SUPPLIED MATERIAL
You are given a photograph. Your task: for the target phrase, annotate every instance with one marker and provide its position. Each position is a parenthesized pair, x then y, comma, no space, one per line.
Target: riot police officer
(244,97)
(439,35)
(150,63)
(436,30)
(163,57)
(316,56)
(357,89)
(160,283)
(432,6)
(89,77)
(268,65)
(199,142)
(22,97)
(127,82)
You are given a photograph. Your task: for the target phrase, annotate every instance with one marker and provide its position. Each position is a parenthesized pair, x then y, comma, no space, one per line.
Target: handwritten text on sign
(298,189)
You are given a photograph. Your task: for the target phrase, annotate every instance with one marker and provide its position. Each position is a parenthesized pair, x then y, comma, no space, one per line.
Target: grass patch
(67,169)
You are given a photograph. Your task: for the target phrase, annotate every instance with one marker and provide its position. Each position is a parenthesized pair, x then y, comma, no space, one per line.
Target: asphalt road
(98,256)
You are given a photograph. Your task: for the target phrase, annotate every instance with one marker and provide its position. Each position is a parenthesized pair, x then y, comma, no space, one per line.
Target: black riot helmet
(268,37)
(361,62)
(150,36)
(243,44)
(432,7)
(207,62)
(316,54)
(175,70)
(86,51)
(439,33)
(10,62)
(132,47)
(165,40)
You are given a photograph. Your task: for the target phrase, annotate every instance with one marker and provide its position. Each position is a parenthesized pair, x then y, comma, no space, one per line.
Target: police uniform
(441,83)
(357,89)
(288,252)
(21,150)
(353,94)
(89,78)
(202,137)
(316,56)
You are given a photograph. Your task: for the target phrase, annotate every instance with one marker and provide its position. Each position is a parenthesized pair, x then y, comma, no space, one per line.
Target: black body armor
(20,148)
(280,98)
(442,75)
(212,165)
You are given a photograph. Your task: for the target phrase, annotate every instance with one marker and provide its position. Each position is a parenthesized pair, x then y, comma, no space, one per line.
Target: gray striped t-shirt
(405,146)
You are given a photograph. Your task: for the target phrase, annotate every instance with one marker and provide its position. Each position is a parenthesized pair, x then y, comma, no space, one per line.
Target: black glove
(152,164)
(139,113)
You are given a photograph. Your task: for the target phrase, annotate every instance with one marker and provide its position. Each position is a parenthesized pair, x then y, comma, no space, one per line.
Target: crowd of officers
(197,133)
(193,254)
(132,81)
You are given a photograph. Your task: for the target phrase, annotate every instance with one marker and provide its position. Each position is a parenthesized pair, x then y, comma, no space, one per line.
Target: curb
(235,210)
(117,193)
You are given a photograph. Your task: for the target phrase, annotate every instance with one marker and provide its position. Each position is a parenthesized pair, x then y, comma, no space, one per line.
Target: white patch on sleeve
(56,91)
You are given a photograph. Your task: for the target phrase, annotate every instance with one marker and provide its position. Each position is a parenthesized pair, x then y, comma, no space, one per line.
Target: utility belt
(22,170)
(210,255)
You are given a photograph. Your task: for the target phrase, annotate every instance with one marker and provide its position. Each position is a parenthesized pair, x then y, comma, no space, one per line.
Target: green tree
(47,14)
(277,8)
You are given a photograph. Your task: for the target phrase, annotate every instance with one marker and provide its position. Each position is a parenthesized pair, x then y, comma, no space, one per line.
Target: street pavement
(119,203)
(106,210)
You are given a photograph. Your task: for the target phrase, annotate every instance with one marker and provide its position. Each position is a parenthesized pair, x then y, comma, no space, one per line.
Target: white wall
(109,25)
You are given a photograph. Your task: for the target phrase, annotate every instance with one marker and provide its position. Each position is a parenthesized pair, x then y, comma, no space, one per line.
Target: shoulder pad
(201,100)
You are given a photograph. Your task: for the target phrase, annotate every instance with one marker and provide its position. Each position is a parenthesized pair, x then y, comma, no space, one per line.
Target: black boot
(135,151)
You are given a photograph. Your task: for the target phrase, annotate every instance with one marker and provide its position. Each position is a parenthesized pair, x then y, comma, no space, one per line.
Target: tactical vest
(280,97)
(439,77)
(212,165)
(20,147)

DESCRIPTION OF THE TASK
Quote each line of the data above exactly as written.

RESPONSE TO THIS TASK
You are given a photograph. Your task: for the target phrase, annotate every instance with one marker and provide its position. Each position is a parenthesized pair, x then y, comma, no space, one per line.
Target: riot police officer
(244,97)
(439,35)
(150,63)
(436,30)
(163,57)
(316,56)
(357,89)
(160,283)
(432,6)
(89,77)
(268,65)
(199,142)
(22,97)
(127,82)
You are given a photograph. Your task: for the target phrase, annotate every instance with one marker and provide its position. Each position is a parenthesized pair, x then y, comma, no space, one per line.
Target: handwritten text on sign
(298,189)
You are given a photograph. Your task: for the target phrase, annotate every instance with one marker and provide its position. Each position is a parenthesized pair, x then y, comma, no space, one per line.
Target: grass patch
(67,169)
You are given a photograph. Your task: for the target phrase, annotate every instance with one marker and provide its position. Each position is a parenthesized pair, x then y, comma, no space, one per line.
Target: asphalt road
(98,256)
You are given a photograph. Your task: for the target phrase, annotate every instance with one marker and provide its position. Each position is a parenthesized pair, x then y, comma, no space, one per line.
Target: black riot helmet
(268,37)
(361,62)
(150,36)
(243,44)
(432,7)
(207,62)
(316,54)
(175,70)
(86,51)
(439,33)
(10,62)
(132,47)
(165,40)
You are given a photograph. Your task: for the target phrase, annotate every instance with one marker and provide its position. Each position is a parenthesized pair, x then y, comma, no space, one per line.
Target: police uniform
(441,83)
(357,89)
(288,252)
(21,150)
(353,94)
(89,78)
(202,137)
(316,56)
You are given a photograph. Your task: for the target phrase, annotate every instance with one marker and provide its position. Each position is a parenthesized pair, x then y, comma, no space, one per line.
Target: black body armor
(20,148)
(280,98)
(442,75)
(212,165)
You are given a photograph. Your task: for the target phrase, annotate every instance with one marker and provide its position. Each position is a parenthesized pair, x then y, comma, no space, one per line.
Target: gray striped t-shirt
(405,146)
You are given a photograph. Your task: for the target phrase, annotate every instance with one marker and provide its position. Each position is a parenthesized pair, x then y, comma, no space, one per line.
Target: black glove
(152,164)
(139,113)
You are given a photograph. Your task: for the target phrase, annotate every instance with one marker and provide its position. Each position is a parenthesized pair, x then y, comma, no space, one per line.
Target: crowd of officers
(197,133)
(193,254)
(132,81)
You are given a photograph. Your task: for the target phrase, annotate every instance with one marker and provide its position. Each position is a parenthesized pair, x then y, comma, no space, one per line.
Target: curb
(235,210)
(117,193)
You are given a photograph. Your task: for the target phrase, annotate every instance with one marker and provide its position. Each position is a parenthesized pair, x then y, comma, no space, one per line.
Target: white patch on sleeve
(56,91)
You are given a photograph. Your task: for the target phrase, annotate every instance with one marker and provide its position. Each position is a parenthesized pair, x then y, comma, no space, one per line.
Target: utility belt
(22,170)
(210,255)
You are given a photograph. Your task: for the target phrase, annotate every instance with one marker and provide its position. Each position is a parenthesized pair, x then y, comma, no space, one per line.
Target: green tree
(47,14)
(277,8)
You are given a photograph. Your task: for the target phrase, annotate every instance with one marker and provide its position. Each position is a parenthesized pair, x then y, comma, no space, one per line.
Target: street pavement
(119,203)
(106,210)
You are given a photograph. Your task: for the target phrase, annotate every instance with one marker and provide its position. Each position is a parenthesized pair, x then y, comma, no space, one per line.
Target: white wall
(109,25)
You are given a photograph. Your task: for the target phrase, annotate every instance with one marker and provide its position. Each position is a parenthesized pair, x then y, comma, no space, one per line.
Target: shoulder pad
(201,100)
You are given a photograph. Your task: for the target phrase, annotate every instance with one marker and provide its position. Each position is a parenthesized pair, x then y, comma, no space, one per line.
Target: black boot
(135,151)
You are given a photograph. Your task: for the target phrase, annotate every instance with one marker and provide its position. Each position is a parenthesized pair, x then y, comma, no space, one per line.
Target: tactical vest
(280,97)
(439,77)
(212,165)
(20,147)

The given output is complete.